start Supplied data

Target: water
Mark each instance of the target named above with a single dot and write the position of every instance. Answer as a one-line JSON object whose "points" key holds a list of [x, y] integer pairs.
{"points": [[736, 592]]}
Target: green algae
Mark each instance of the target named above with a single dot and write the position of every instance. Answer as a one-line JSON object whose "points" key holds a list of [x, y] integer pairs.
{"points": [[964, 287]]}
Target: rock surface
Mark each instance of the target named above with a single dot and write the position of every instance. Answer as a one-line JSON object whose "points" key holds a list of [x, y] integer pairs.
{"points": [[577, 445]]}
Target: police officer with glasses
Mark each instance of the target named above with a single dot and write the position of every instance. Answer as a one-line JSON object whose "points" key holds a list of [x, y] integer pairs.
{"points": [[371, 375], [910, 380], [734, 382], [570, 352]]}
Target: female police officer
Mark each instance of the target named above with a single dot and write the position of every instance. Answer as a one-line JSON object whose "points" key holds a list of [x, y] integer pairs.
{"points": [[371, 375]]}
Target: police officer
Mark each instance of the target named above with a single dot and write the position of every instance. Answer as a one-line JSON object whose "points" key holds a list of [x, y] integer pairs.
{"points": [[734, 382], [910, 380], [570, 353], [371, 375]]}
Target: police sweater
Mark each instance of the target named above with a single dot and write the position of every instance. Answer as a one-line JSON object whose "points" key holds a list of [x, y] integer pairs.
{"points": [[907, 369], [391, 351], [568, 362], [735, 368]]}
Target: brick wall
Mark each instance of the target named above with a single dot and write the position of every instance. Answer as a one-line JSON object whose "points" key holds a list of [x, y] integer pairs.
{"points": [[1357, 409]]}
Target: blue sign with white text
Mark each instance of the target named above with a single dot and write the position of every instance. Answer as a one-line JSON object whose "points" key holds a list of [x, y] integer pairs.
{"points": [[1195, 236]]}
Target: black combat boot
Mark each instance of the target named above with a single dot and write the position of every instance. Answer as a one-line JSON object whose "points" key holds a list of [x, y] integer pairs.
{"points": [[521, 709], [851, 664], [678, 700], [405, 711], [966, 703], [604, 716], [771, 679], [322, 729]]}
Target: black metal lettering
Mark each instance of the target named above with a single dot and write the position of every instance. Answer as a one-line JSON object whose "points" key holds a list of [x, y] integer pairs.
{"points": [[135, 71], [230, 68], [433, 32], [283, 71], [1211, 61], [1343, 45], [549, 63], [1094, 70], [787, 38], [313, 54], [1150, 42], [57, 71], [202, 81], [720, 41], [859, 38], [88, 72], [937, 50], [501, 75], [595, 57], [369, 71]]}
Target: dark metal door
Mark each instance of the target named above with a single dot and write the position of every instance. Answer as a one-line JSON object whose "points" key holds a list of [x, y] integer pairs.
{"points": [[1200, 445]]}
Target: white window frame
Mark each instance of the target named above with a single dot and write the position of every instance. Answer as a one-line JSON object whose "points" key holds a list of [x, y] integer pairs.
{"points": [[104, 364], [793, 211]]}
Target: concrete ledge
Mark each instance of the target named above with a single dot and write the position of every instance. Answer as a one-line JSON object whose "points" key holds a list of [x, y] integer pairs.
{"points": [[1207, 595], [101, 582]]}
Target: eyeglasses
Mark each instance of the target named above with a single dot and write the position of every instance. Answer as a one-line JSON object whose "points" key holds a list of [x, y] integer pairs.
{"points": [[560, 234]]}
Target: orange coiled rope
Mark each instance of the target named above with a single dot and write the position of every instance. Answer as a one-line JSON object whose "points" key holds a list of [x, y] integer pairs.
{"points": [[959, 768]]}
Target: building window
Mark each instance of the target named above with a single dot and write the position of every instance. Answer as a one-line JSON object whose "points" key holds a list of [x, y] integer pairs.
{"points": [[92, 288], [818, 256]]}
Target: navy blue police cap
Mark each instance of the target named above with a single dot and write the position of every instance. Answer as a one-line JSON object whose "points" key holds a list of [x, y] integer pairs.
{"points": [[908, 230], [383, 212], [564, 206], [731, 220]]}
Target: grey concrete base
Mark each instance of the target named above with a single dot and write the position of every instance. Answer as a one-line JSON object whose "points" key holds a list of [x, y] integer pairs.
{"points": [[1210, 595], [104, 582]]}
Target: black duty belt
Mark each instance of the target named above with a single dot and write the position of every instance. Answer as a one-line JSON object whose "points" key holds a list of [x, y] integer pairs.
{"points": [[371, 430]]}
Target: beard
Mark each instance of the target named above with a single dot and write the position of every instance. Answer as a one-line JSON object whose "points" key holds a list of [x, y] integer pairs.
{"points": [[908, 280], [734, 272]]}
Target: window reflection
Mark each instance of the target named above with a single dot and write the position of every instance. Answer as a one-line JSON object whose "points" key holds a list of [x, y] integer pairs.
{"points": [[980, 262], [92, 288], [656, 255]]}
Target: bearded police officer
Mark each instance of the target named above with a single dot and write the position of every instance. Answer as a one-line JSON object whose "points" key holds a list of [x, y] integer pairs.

end Supplied data

→ **Aim of the exercise**
Retype the listing above in full, with no alterations.

→ **Worked answer**
Target: water
Mark each instance of the target named above with a single dot and write the position of every instance. Answer as a one-line JSON object whose "points" key holds a list of [x, y] integer pairs.
{"points": [[736, 592]]}
Target: green algae
Mark each instance of the target named above with a single dot and write the position of every instance. Answer as a one-line JSON object whose "points" key holds a list of [x, y] integer pairs.
{"points": [[964, 287]]}
Target: rock surface
Mark each instance of the target named above with a single dot and write the position of every instance. Answer as a one-line JSON object whose "points" key holds a list of [x, y] integer pairs.
{"points": [[577, 445]]}
Target: police officer with glasses
Mark each instance of the target named above with a single dot and write the position of every instance. Answer as a one-line JSON object whose "points" key holds a list of [x, y] integer pairs.
{"points": [[371, 375], [910, 380], [734, 382], [570, 352]]}
Target: female police officer
Mark each instance of the target named above with a single dot and write the position of every instance. Answer as a one-line JSON object whose "points" key holds a list of [x, y] integer pairs.
{"points": [[371, 375]]}
Target: police officer
Mark each instance of the target named above with a single dot and write the position of every instance. Answer as a one-line JSON object whose "points" key holds a list of [x, y] integer pairs.
{"points": [[734, 382], [910, 380], [570, 353], [371, 375]]}
Target: police sweater
Mark each instance of the target named above with a single dot and write the position of every instance. Answer as a one-line JSON object whose "points" key holds a list of [x, y] integer pairs.
{"points": [[907, 369], [391, 351], [568, 362], [735, 368]]}
Target: brick wall
Mark each instance of the target named above with a single dot and write the position of every instance. Answer as a one-line JSON object whose "points" key holds a list of [x, y] integer pairs.
{"points": [[1357, 409]]}
Target: blue sign with white text
Mark each instance of the target named above with a single dot and write the position of every instance. Answer as a one-line JSON object whose "points" key holds a list of [x, y] integer pairs.
{"points": [[1195, 236]]}
Target: black combat boot
Mark each instance of the target named above with a single dot and write the position of every instance. Answer as a one-line JSON object whose "points" key holds a list of [x, y] integer pairs.
{"points": [[521, 709], [851, 664], [678, 700], [405, 711], [966, 703], [604, 716], [771, 679], [322, 729]]}
Target: black metal lettering
Mark each instance of the target named above with a single dot and write the position of every instance. Answer as a one-line JSON object whose "points" key holds a list of [x, y] integer pairs.
{"points": [[135, 71], [230, 68], [433, 32], [283, 71], [1211, 61], [1343, 45], [549, 63], [1094, 70], [787, 38], [313, 54], [1150, 42], [57, 71], [202, 81], [720, 41], [859, 38], [88, 72], [937, 50], [501, 75], [595, 57], [369, 71]]}
Target: dark metal door
Mark each instance of the target named above with a single dot and write the position of every instance. Answer as a one-line JSON object whose "points" key holds a list of [x, y] integer pairs.
{"points": [[1200, 445]]}
Target: white window frame
Mark each instance of the target named above with a single dot and write the position of every instance. Answer as a one-line JSON object whose "points" key holds a list of [x, y] integer pairs.
{"points": [[104, 364], [793, 211]]}
Target: concrete ledge
Mark each instance of the target named above with a single dot and write the position of every instance. Answer as a one-line JSON object whose "points" key holds a list of [x, y] integer pairs.
{"points": [[1207, 595], [101, 582]]}
Target: eyeglasses
Mark each instance of the target named above with a single dot and write the position of every instance. Answer as a one-line JSON object whose "points" key holds a list of [x, y] integer pairs.
{"points": [[560, 234]]}
Target: orange coiled rope
Mark each instance of the target named above with a single dot and write the position of every instance. Answer as a one-line JSON object whose "points" key holds a list of [x, y] integer pairs.
{"points": [[959, 768]]}
Target: building window
Mark each instance of the target named above with a single dot and write the position of every instance. Answer as a one-line JSON object whose "points" key holds a list of [x, y] integer pairs.
{"points": [[92, 288], [818, 256]]}
Target: navy blue police cap
Mark each instance of the target named above with a single dot and write the position of every instance. Answer as a one-line JSON object whose "points" key holds a list of [x, y] integer pairs.
{"points": [[908, 230], [383, 212], [564, 206], [731, 220]]}
Target: grey concrete base
Mark each instance of the target named above with a single dot and write the position of every instance. Answer as a one-line JSON object whose "points" key holds a list of [x, y] integer pairs.
{"points": [[1210, 595], [104, 582]]}
Target: black duty belt
Mark each instance of the target named above with a single dot and write the position of every instance. Answer as a one-line JSON object whose "points" key holds a list of [x, y] integer pairs.
{"points": [[371, 430]]}
Target: beard
Mark each instance of the target named above with a single dot and write the position of every instance. Answer as a one-line JSON object whose "points" key holds a list of [x, y] integer pairs.
{"points": [[908, 280], [734, 272]]}
Target: window reflection
Mark each instance of the target named above with a single dot and write the position of every instance. Answer as a one-line JSON object whose "points" key holds a list of [x, y] integer pairs.
{"points": [[980, 262], [92, 288], [656, 255]]}
Target: bearded police officer
Mark each instance of the target named above with a single dot and write the position of every instance. Answer as a one-line JSON object whose "points" key holds a list of [x, y] integer pairs.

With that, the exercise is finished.